- _Trecho de origem_:
—————

Depois dessa entrevista, ficou claro que o assunto teria destaque nos três dias que se seguiam. Tony Blair, que participou de dois painéis no evento, também falou amplamente sobre dados e sobre como a tecnologia deveria ser encarada dentro da política. No primeiro deles, intitulado “Brexit: A história sem fim”, o ex-Primeiro Ministro falou muito da importância de incluir a tecnologia de forma transversal nas decisões políticas e não um tópico a ser discutido separadamente. Segundo ele, estamos vivendo a “nova revolução industrial” e os políticos estão tendo discussões ideológicas, sem levar em consideração as oportunidades que existem.

Em sua segunda participação no Summit, dividiu o sofá de entrevista com Ro Khanna sob a temática “Ninguém fica para trás”, sobre tecnologia inclusiva. Mantendo a mesma linha de argumentação e com seu coro engrossado pelo deputado americano, Blair tocou no assunto da regulamentação, destacando a importância de os políticos entenderem sobre tecnologia para conseguir construir as regulamentações necessárias. Como um bom político, Tony Blair finalizou sua participação com uma frase de efeito – que pareceu agradar bastante o público presente e, confesso, me agradou também: “Tecnologia deve ser encarada com otimismo. O populismo explora o pessimismo e pessoas pessimistas buscam apenas pessoas para culpar. Os otimistas buscam oportunidades”.

 

(Crédito: Talita Moraes)

Brittany Kaiser, corajosa delatora e ex-diretora da Cambridge Analytica, foi bastante incisiva em suas colocações. Abertamente crítica ao Facebook (e nominalmente ao seu CEO Mark Zuckerberg), cobrando responsabilidade das empresas que coletam dados, principalmente no que tangem as campanhas políticas. Trouxe à tona o fato do Twitter ter anunciado no fim do mês passado o banimento de qualquer propaganda política feita em sua plataforma e disse ser um bom primeiro passo, mas não a solução definitiva. Segundo ela, o banimento funciona como uma oportunidade para entender como regulamentar e controlar esse conteúdo, impedindo a viralização de mensagens mentirosas e manipuladoras. Aproveitou, obviamente, para cobrar uma posição semelhante do Facebook, completando que Zuckerberg deveria investir em inteligência artificial para detectar conteúdos falsos e violentos.

 

(Crédito: Talita Moraes)

Para finalizar o assunto, Margrete Vestager, comissionaria europeia e terror de Silicon Valley trouxe uma visão bastante política ao assunto, trazendo o tema da manutenção da democracia como ponto central da discussão. Segundo ela, a democracia ocorre quando há transparência, quando todas as partes têm todas as informações necessárias para as tomadas de decisão. Por conta disso, quando uma pessoa recebe mensagens filtradas, determinadas, acabou a democracia. Fechando o evento, o simpático presidente português Marcelo Rebelo de Sousa fez um discurso enérgico e bastante positivo, destacando que “precisamos de instituições internacionais fortes, leis fortes e uma forte democracia” quando o assunto é tecnologia.

—————

[Entradas da coleção]
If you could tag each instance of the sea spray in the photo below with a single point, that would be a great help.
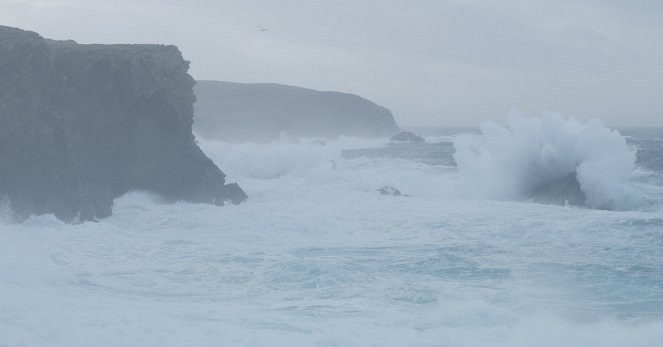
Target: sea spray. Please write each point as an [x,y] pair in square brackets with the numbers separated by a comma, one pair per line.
[549,159]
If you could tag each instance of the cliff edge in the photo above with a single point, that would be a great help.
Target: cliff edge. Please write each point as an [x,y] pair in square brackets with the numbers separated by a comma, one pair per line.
[80,125]
[264,111]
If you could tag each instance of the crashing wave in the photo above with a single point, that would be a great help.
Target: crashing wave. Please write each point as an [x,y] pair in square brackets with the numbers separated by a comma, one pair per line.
[549,159]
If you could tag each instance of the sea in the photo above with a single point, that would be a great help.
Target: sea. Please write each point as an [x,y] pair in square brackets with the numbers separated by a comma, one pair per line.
[542,231]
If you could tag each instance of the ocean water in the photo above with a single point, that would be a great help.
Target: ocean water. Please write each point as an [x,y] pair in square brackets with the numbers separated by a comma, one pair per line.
[318,257]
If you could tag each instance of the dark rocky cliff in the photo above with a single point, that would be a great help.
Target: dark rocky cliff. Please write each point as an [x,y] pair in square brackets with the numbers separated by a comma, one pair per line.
[81,125]
[262,112]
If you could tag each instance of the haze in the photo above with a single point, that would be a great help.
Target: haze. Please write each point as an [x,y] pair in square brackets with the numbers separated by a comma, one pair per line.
[434,63]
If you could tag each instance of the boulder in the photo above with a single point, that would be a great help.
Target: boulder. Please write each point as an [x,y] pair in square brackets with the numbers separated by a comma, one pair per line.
[407,136]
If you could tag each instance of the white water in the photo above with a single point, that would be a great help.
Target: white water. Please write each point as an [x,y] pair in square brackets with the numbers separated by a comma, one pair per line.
[317,257]
[505,162]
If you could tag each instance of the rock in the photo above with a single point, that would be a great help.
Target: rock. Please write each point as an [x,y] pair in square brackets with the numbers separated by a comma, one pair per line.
[265,112]
[407,136]
[80,125]
[389,190]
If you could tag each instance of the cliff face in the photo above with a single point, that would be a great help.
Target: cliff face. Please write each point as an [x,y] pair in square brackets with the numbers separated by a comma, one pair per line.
[83,124]
[262,112]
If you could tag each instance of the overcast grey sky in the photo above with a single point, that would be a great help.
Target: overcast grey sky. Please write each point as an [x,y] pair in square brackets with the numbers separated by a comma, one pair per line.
[432,62]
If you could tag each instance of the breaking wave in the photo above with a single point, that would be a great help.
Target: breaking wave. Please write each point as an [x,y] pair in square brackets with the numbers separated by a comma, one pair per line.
[549,159]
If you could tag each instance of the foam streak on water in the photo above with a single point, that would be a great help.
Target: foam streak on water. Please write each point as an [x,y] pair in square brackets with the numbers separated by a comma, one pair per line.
[317,257]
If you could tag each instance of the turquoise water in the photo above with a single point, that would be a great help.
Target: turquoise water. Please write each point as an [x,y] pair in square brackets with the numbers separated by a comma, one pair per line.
[317,257]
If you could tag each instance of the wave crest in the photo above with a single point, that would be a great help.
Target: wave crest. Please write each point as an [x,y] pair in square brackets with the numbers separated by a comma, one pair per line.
[550,159]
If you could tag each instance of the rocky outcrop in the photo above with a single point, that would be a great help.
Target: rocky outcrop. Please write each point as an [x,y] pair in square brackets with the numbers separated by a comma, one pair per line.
[407,136]
[83,124]
[265,112]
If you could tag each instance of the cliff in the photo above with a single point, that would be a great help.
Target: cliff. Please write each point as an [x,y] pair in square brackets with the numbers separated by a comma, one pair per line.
[80,125]
[263,112]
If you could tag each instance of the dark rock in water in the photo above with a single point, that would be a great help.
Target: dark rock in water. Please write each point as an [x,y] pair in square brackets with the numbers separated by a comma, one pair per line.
[80,125]
[264,112]
[563,191]
[389,190]
[407,136]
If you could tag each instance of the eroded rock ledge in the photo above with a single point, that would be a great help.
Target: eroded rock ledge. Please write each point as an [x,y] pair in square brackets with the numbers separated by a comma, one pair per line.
[80,125]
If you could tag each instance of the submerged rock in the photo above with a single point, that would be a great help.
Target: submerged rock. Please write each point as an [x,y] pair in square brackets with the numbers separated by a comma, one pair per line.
[407,136]
[389,190]
[264,112]
[81,125]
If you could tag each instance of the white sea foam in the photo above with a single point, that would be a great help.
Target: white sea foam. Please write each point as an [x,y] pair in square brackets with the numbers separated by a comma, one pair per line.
[317,257]
[529,154]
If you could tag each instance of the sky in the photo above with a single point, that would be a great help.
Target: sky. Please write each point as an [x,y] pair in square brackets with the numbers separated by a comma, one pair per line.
[432,62]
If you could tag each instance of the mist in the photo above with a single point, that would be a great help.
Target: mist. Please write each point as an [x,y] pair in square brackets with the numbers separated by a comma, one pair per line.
[331,173]
[436,63]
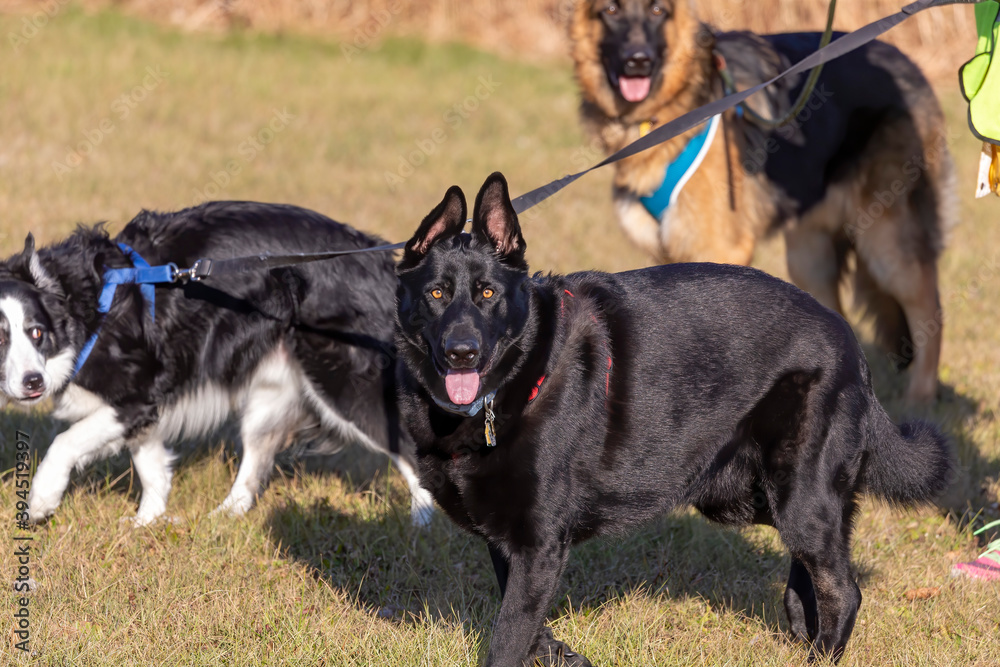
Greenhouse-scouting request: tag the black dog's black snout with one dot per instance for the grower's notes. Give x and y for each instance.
(462, 352)
(639, 62)
(33, 382)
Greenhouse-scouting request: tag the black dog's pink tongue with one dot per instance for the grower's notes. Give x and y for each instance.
(634, 88)
(462, 385)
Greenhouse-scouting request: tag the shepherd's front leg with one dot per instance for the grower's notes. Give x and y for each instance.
(95, 436)
(520, 636)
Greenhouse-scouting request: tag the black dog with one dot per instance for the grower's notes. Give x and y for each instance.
(609, 399)
(288, 351)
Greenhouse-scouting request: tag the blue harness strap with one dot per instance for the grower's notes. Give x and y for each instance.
(680, 171)
(141, 274)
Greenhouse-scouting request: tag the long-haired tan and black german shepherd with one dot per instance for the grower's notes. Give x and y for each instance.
(863, 170)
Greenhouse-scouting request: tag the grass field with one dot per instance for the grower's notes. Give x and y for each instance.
(104, 115)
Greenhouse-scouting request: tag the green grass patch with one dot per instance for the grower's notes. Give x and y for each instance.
(327, 571)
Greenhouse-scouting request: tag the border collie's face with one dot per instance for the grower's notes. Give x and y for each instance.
(462, 298)
(36, 358)
(32, 365)
(633, 47)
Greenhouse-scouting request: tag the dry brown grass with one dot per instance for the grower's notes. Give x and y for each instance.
(939, 39)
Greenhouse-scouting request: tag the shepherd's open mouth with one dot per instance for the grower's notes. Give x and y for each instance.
(634, 88)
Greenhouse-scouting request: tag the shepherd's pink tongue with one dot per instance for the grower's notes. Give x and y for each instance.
(462, 385)
(634, 88)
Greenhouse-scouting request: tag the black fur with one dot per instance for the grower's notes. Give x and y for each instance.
(333, 319)
(702, 384)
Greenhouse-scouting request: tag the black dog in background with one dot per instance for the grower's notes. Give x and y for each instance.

—————

- _Suas instruções_:
Reescreva a parte do trecho de origem que começa em "Depois dessa entrevista, ficou" e termina após "oportunidades que existem.", substituindo "painéis" por "debates". Esta listagem foi tirada de uma fonte diferente.

- _Resultado da tarefa_:
Depois dessa entrevista, ficou claro que o assunto teria destaque nos três dias que se seguiam. Tony Blair, que participou de dois debates no evento, também falou amplamente sobre dados e sobre como a tecnologia deveria ser encarada dentro da política. No primeiro deles, intitulado “Brexit: A história sem fim”, o ex-Primeiro Ministro falou muito da importância de incluir a tecnologia de forma transversal nas decisões políticas e não um tópico a ser discutido separadamente. Segundo ele, estamos vivendo a “nova revolução industrial” e os políticos estão tendo discussões ideológicas, sem levar em consideração as oportunidades que existem.